---- Entries provided
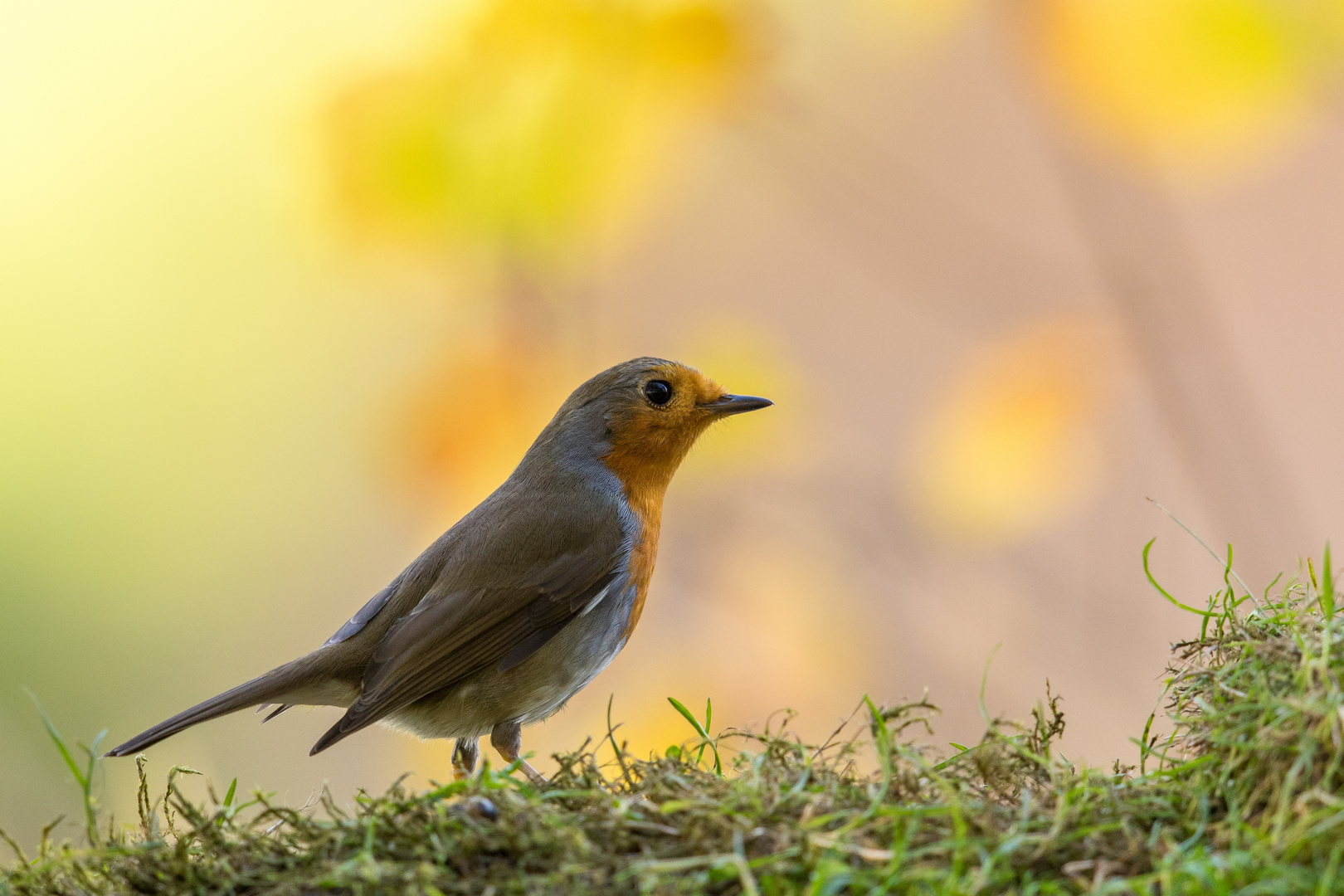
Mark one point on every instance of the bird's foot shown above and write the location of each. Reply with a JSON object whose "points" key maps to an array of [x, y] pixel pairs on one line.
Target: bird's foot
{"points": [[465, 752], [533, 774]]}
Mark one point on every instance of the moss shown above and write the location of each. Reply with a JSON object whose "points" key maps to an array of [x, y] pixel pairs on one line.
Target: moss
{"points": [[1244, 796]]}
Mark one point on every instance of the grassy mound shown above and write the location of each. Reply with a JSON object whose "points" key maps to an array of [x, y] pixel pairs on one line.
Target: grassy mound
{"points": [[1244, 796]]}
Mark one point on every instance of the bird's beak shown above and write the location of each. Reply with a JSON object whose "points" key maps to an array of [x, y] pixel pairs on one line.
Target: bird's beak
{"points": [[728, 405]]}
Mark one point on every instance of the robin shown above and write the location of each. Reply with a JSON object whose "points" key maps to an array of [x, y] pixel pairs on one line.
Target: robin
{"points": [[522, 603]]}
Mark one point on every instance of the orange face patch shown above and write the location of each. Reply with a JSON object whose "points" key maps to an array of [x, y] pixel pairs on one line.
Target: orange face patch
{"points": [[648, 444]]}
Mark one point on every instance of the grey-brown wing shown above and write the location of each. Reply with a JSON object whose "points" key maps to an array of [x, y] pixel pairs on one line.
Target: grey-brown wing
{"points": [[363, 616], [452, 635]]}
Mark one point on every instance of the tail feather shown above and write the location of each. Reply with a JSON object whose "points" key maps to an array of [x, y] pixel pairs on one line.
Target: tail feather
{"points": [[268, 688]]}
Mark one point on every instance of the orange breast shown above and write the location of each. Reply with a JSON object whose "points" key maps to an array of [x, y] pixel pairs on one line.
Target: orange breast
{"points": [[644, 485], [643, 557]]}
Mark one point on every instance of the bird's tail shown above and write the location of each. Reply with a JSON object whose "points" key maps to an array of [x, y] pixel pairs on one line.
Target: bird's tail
--------
From the first line above through the line containing "Mark one point on every instance of the tail", copy everything exactly, without the pictures.

■ **Expected answer**
Mark one point on every instance of the bird's foot shown above and write the location of each. Reply with a JSON object whose "points" key maps to an array of [x, y] pixel pairs on one line.
Target: bird's foot
{"points": [[465, 752], [533, 774]]}
Mark one point on every instance of the moss shown above and write the location of each. Reply with a JSON object whose "points" key maps to an array of [x, y] pixel pairs on one line.
Target: moss
{"points": [[1244, 796]]}
Mark one point on every instance of the grassy mound shown above and write the location of each. Reply with a JSON object whose "points" key maps to an array of [x, y] pixel pairs on one line.
Target: grassy mound
{"points": [[1244, 796]]}
Mark one point on every instance of the bird's beak shown above and write the location of each. Reply with a JSON object whose "points" key maps to an array of [x, y] pixel pairs on one line.
Target: bird's beak
{"points": [[728, 405]]}
Mark one point on every instance of the robin shown above and write the location of each. Reply with a JSON object whose "points" key maps to an array of [x, y] pixel pairs on one line.
Target: robin
{"points": [[522, 603]]}
Mark one point on every instance of the orange face patch shown above and write the location of each. Reply with a JSON object whose "points" key maps to an array of [x, y] pixel pairs on one line.
Target: orange face patch
{"points": [[648, 444]]}
Mark one point on every instance of the grey-brown wing shown above and write the location of each. Reply with a JSON object whose "points" key maps to an array of [x, y] pixel pairs on one line.
Target: grey-brown wing
{"points": [[363, 616], [452, 635]]}
Mark one point on every instance of the tail feather shown above and write the location of each. Reply with a JSON object whose "points" key maps to an array of [x, y] pixel pairs on one line.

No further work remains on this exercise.